━━━━━ Texte présenté ━━━━━

Fateh el-Islam et les liens avec les SR syriens
« Selon le Premier ministre du Liban, les informations obtenues par les autorités libanaises à partir de l’interrogatoire de détenus du Fateh el-Islam capturés et de documents saisis indiquent que les combattants de Fateh el-Islam venus illégalement de Syrie, ainsi que leurs chefs, sont entrés par la partie de la frontière contrôlée par le FPLP-CG (NDLR : d’Ahmad Jibril) dont le QG se trouve à Damas. Comme l’a écrit le Premier ministre, il est bien connu que le FPLP-commandement général et Fateh el-Intifada (qui contrôle une autre section de la frontière syro-libanaise) ont tous deux installé des bases du côté libanais de la frontière et sont clairement associés, appuyés et approvisionné en armes, munitions et vivres, par la Syrie.

━━━━━ Lignes fournies ━━━━━

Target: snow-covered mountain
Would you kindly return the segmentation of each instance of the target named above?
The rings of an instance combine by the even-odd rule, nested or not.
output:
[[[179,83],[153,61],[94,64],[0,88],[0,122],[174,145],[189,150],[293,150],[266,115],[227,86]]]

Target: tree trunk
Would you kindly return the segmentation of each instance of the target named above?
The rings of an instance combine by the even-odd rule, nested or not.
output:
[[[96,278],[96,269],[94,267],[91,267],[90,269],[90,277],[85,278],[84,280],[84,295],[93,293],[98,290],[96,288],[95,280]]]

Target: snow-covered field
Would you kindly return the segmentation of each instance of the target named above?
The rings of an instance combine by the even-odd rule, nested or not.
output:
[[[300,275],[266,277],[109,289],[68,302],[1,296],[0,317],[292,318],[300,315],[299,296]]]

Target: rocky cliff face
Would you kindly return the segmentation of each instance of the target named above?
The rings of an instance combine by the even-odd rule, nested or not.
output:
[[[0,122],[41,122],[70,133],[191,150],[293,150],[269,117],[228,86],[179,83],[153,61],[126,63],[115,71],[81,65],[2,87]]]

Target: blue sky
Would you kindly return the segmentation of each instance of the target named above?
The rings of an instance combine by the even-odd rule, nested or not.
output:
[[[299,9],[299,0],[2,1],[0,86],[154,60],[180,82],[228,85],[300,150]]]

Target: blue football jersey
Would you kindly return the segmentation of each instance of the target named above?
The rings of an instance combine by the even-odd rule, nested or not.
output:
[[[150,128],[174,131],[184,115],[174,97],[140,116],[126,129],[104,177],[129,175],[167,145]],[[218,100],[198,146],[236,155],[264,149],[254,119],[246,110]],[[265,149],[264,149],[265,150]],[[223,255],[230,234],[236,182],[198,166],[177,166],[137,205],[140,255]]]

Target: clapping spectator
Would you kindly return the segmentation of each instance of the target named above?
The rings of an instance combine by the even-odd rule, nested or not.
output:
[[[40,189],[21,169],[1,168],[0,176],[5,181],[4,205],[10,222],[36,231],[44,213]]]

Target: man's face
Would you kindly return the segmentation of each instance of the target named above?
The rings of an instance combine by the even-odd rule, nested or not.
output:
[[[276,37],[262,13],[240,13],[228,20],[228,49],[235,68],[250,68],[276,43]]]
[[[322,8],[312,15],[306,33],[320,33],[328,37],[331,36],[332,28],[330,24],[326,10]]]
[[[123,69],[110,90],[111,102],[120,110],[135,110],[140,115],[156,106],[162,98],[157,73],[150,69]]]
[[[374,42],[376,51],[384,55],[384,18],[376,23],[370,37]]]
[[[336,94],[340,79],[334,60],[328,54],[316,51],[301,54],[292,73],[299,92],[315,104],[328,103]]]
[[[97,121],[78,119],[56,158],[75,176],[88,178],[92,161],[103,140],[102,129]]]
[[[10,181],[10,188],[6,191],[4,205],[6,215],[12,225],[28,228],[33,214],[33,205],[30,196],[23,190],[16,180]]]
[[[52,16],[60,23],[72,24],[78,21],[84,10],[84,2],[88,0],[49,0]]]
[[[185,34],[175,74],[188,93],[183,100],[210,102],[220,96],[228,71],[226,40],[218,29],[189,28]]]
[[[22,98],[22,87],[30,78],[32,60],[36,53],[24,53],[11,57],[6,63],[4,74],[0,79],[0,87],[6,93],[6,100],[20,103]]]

━━━━━

> _Exercice proposé 1_
D'après le texte sur le Fateh el-Islam, par quelle partie de la frontière les combattants venus de Syrie et leurs chefs sont-ils entrés au Liban ?
> _Exercice proposé 2_
Poursuivez le texte sur le Fateh el-Islam à partir de sa dernière phrase.
Les lignes n'ont aucun rapport avec le texte sur le Fateh el-Islam.

> _Réponse attendue 1_
Par la partie de la frontière contrôlée par le FPLP-CG, dont le QG se trouve à Damas.

> _Réponse attendue 2_
« Toujours selon les indications contenues dans la lettre du Premier ministre et en base des informations obtenues par les autorités libanaises sur base de l’interrogatoire des détenus de Fateh el-Islam et par des documents saisis, le gouvernement libanais affirme en outre que les circonstances entourant la libération du leader de Fateh el-Islam, Chaker Absi, de prison en Syrie et la façon dont ses déplacements et ceux des recrues de Fateh el-Islam entre la Syrie et le Liban ont été facilitées par Fateh el-Intifada en Syrie, au Liban et entre la Syrie et le Liban, ainsi que la manière pacifique avec laquelle Fateh el-Intifada s’est reprogrammé, livrant ses bases et ses ressources pour muter et devenir Fateh el-Islam prouvent clairement l’existence d’un plan délibéré et soigneusement établi, qui n’aurait pu se produire sans l’assentiment et la bénédiction des parrains de Fateh el-Intifada, à savoir les services de renseignements syriens.
La lettre du Premier ministre ajoute que le lien direct entre certains chefs de Fateh el-Islam et certains hauts gradés des SR syriens, révélés par certains interrogatoires, corroborent les soupçons que les SR syriens ont utilisé Fateh el-Islam au service de leurs objectifs politiques et sécuritaires au Liban.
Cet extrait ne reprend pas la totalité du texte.